§ Assigned task: Could you filter the records below and keep only the lines with the word "curtain"?

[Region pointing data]
▬▬▬▬▬▬

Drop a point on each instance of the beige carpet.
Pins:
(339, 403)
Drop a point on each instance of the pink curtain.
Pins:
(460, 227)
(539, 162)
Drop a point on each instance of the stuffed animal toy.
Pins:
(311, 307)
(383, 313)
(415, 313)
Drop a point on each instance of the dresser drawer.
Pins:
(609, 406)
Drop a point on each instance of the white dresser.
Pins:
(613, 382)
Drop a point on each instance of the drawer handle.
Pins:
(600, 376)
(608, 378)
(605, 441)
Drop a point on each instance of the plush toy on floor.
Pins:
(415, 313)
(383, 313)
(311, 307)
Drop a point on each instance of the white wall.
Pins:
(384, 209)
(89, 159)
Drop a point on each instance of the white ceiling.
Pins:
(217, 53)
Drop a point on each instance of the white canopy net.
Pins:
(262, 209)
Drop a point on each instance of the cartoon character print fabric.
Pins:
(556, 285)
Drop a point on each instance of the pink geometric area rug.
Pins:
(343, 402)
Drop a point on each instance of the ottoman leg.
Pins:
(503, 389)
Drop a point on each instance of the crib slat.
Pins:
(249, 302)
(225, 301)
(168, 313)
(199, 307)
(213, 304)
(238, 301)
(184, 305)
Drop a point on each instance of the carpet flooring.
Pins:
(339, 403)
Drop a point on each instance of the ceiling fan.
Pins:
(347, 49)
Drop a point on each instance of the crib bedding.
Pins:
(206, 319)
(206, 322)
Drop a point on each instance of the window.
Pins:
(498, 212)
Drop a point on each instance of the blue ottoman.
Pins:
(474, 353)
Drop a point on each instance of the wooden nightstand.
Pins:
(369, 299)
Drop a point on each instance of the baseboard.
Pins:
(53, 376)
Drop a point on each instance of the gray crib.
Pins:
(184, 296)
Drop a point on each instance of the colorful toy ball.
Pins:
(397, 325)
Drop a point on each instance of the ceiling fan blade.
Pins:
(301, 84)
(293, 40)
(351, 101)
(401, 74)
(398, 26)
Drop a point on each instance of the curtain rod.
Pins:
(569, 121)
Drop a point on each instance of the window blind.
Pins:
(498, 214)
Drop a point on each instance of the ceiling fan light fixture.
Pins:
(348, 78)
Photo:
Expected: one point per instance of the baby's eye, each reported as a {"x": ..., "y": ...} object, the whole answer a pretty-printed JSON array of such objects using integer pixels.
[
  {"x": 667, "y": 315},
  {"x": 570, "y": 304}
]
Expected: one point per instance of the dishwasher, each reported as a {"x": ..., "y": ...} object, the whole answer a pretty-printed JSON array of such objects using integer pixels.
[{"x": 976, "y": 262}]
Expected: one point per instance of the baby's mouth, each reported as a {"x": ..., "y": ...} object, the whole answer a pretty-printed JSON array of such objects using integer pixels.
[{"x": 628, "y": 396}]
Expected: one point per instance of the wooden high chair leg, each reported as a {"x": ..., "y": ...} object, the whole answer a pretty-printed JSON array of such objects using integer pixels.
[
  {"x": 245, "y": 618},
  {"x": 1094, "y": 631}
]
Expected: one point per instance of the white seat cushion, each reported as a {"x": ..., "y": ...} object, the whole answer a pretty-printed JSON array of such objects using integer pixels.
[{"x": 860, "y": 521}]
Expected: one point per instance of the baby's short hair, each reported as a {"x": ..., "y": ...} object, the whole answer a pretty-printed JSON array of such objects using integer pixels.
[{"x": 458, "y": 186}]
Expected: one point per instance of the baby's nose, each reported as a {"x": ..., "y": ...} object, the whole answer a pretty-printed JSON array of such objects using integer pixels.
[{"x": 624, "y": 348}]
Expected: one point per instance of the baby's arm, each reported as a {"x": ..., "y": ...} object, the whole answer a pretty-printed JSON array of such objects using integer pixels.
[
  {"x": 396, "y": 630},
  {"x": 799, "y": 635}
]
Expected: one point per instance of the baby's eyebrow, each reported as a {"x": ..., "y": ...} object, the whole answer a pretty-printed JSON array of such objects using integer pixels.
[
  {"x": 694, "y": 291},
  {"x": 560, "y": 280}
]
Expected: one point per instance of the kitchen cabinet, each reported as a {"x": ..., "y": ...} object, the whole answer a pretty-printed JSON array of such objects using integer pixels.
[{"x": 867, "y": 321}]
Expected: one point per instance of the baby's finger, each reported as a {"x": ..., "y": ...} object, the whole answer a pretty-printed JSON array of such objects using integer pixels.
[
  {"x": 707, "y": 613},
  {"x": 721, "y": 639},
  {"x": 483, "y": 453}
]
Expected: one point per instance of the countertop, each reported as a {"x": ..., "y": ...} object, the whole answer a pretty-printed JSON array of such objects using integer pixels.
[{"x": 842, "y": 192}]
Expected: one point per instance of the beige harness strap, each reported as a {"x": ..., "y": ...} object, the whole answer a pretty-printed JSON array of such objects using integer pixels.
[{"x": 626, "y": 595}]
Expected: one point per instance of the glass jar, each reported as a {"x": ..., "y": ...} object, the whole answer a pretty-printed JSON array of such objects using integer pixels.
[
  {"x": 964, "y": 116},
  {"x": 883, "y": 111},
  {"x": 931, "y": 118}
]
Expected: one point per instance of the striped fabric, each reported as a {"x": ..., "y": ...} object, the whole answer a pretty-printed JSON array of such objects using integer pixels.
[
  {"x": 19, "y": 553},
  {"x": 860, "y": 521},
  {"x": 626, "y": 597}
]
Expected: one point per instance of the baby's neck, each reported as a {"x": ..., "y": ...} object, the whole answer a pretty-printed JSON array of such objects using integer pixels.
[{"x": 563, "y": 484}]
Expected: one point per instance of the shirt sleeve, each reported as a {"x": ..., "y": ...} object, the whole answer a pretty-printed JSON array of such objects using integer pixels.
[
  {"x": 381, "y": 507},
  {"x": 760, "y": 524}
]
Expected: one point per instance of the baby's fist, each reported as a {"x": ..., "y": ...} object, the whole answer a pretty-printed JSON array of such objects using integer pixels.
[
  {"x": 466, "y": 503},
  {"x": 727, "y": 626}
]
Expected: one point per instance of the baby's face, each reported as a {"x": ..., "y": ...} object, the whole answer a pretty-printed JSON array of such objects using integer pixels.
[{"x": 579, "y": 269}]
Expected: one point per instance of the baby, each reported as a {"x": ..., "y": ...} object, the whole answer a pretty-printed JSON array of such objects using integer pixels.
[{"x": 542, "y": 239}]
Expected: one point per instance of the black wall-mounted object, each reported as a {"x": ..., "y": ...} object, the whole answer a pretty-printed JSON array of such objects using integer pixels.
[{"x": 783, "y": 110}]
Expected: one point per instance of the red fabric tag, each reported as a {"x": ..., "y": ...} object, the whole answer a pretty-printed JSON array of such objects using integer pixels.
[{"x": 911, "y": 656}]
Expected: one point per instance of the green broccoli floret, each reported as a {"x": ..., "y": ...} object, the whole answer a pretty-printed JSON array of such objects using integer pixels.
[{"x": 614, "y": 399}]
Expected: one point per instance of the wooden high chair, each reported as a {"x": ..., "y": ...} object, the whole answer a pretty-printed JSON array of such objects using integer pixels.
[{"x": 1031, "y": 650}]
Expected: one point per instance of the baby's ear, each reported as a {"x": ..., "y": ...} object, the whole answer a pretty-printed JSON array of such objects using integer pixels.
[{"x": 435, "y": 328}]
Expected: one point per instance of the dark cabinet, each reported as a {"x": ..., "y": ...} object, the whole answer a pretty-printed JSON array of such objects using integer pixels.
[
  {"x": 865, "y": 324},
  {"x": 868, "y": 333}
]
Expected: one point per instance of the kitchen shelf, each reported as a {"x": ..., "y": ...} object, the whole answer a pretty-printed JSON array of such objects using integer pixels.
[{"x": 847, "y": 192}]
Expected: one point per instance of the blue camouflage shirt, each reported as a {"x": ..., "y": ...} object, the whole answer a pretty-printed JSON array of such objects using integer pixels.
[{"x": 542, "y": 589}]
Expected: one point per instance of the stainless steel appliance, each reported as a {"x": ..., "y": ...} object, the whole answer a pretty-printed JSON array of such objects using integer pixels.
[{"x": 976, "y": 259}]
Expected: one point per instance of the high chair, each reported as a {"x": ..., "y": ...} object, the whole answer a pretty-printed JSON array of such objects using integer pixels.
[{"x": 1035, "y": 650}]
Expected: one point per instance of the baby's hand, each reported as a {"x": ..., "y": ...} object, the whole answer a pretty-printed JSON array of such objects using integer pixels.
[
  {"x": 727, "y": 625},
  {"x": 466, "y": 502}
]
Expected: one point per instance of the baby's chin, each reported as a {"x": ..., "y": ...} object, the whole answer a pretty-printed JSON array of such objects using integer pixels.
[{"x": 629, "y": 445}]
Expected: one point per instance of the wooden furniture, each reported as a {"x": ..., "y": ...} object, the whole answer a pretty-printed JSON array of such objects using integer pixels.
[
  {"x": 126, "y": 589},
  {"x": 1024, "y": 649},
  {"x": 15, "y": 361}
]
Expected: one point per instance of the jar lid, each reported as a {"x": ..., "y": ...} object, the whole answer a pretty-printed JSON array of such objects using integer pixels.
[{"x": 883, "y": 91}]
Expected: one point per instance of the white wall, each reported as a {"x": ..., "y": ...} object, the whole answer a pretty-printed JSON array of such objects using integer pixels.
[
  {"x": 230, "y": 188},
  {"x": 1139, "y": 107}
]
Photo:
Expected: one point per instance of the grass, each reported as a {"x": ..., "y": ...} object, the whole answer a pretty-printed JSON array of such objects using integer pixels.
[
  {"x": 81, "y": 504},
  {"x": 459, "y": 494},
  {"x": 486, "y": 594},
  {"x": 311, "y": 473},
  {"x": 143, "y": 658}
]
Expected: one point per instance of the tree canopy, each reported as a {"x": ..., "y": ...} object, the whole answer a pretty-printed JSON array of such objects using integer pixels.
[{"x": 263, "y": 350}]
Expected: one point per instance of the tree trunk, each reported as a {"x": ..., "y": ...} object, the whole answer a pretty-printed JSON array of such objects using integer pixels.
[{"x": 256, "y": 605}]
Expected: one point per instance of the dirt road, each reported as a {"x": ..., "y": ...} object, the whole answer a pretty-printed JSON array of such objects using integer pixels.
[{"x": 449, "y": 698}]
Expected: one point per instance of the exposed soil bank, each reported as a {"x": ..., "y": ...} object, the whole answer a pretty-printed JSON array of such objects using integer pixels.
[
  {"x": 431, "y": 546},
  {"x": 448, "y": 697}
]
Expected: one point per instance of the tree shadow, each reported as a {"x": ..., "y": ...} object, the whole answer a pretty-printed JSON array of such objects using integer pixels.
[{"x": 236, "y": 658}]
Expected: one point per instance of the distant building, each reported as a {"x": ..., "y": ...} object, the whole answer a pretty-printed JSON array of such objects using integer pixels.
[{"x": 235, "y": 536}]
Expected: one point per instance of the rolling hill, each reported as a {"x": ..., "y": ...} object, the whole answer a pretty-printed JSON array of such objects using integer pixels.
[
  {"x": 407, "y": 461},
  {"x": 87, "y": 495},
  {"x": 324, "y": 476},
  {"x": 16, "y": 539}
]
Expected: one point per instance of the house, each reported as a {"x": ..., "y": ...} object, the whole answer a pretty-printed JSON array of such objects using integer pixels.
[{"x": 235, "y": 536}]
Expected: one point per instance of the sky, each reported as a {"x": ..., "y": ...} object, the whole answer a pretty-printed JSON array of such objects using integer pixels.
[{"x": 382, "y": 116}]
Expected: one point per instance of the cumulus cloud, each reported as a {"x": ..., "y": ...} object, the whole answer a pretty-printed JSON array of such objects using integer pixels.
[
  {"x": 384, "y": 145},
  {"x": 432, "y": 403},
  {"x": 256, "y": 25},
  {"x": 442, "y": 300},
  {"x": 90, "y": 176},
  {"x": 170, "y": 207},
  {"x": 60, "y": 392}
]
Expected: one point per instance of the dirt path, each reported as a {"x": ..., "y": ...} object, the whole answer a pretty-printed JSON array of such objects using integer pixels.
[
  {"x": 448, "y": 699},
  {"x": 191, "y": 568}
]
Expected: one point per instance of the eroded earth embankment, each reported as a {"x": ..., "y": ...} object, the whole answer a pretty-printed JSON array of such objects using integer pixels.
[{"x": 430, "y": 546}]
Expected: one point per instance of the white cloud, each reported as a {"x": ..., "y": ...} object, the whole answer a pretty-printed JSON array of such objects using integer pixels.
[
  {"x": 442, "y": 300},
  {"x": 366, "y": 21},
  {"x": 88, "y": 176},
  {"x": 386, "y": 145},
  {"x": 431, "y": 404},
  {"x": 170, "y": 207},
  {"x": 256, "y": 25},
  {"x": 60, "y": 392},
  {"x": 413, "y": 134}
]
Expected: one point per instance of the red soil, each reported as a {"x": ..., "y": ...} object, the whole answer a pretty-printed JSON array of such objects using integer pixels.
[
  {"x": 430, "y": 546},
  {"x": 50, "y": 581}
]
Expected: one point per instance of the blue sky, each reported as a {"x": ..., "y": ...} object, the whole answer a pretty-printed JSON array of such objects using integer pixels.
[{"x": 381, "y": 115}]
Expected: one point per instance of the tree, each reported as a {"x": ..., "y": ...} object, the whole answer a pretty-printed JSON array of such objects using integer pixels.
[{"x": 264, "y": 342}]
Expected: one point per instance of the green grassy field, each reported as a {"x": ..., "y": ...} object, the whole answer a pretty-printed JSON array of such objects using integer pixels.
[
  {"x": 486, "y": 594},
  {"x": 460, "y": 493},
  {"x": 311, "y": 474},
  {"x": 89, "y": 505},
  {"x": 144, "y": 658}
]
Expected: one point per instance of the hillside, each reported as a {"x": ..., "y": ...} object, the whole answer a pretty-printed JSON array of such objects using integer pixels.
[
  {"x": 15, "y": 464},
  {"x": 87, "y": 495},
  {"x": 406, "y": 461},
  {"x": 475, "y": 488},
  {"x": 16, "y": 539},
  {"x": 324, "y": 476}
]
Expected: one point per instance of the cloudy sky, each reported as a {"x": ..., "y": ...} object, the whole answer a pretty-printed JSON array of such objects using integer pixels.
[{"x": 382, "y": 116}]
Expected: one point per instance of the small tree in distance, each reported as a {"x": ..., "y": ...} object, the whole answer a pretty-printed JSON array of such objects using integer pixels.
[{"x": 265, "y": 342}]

▬▬▬▬▬▬

§ Answer box:
Drop a point on each instance of the pink curtain.
Drop a point on each instance of the curtain rod.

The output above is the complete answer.